• [What the exercise asks]:
Reproduce verbatim the passage of the post on Ian Wilson's tetradiplon experiment that begins with the words containing "a photograph of the Shroud, when" and ends with "Mandylion/Image of Edessa!".

Friday, January 20, 2017

The date of Ian Wilson's tetradiplon = `doubled in four' Shroud experiment

Copyright © Stephen E. Jones[1]

I had been thinking of Ian Wilson's experiment in which he found that

[Above (enlarge): From my 2012 post, "Tetradiplon and the Shroud of Turin." The full-length Shroud of Turin (1), is doubled four times (2 through 5) [ignore my white join in the 3rd doubling], resulting in Jesus' face within a rectangle, in landscape aspect (5), exactly as depicted in early copies of the Image of Edessa, the 11th century Sakli church, Turkey (6) and the 10th century icon of King Abgar V of Edessa holding the Image of Edessa, St. Catherine's monastery, Sinai (7).]

a photograph of the Shroud, when "doubled in four" (the meaning of the Greek word tetradiplon, which in all of known ancient Greek literature was only used of the Mandylion/Image of Edessa[2]) with the face of the Shroud man uppermost, results in the man's face in landscape aspect, exactly as it is in ancient copies of the Mandylion/Image of Edessa!

So I emailed Wilson on 11 December, under the subject line, "Re: What was the date of your `Secondo Pia' discovery?," as follows[3]:

Ian

You have written that you made the discovery "some twenty years ago" (in 1991 - 20 = 1971):

"Here the interesting feature is that in the original Greek text of this quotation the word translated as `towel' is `tetradiplon', meaning a cloth `doubled in four'. It is a most unusual word, occurring in the entire corpus of Greek literature only in regard to the `holy face' of Edessa, and it prompted me some twenty years ago to try `doubling in four' a photograph of the `shroud', just to see what might emerge. The result was more than astonishing. Doubled, then doubled twice again to give four times two folds, the `shroud' face appeared disembodied on a landscape aspect cloth exactly as conveyed by the copyists of the Edessan `holy face' pre-1204 [fig. 16]. From this and similar evidence I deduced that the `shroud' had been one and the same as the `holy face' of Edessa, which explained its otherwise unrecorded pre-fourteenth century history. Why it had not been described as a `shroud' during the Byzantine era (Wilson, I., 1991, "Holy Faces, Secret Places: The Quest for Jesus' True Likeness," Doubleday: London, p.141)

• [Data lines]:
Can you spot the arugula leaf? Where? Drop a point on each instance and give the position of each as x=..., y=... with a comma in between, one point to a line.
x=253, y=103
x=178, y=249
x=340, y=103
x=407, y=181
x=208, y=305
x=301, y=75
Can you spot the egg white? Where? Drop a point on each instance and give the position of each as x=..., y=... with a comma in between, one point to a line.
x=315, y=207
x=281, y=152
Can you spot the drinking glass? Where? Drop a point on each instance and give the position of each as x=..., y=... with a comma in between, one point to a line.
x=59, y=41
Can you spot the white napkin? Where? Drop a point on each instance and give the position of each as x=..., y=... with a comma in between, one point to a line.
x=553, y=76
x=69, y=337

...

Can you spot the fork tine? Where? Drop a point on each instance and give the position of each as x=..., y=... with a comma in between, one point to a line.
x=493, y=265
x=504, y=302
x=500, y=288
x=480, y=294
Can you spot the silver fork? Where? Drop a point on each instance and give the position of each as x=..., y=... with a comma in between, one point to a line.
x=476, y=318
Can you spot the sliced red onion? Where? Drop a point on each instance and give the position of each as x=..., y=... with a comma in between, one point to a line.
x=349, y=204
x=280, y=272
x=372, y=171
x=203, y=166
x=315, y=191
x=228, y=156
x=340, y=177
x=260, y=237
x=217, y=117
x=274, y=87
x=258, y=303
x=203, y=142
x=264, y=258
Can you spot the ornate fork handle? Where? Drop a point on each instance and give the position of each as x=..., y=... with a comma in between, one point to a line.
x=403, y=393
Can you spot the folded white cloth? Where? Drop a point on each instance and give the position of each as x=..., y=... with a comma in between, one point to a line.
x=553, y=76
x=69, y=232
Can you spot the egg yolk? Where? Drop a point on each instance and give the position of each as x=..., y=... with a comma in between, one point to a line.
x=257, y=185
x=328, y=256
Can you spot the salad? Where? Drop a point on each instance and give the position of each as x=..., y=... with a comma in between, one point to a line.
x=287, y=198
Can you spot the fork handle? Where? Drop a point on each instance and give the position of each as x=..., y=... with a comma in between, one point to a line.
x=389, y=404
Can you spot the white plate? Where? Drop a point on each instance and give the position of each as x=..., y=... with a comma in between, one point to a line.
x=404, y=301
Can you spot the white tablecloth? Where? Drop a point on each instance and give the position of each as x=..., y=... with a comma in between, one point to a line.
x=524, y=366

---

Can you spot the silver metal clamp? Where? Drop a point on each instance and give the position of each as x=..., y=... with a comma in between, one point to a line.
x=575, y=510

• [Task response]:
a photograph of the Shroud, when "doubled in four" (the meaning of the Greek word tetradiplon, which in all of known ancient Greek literature was only used of the Mandylion/Image of Edessa[2]) with the face of the Shroud man uppermost, results in the man's face in landscape aspect, exactly as it is in ancient copies of the Mandylion/Image of Edessa!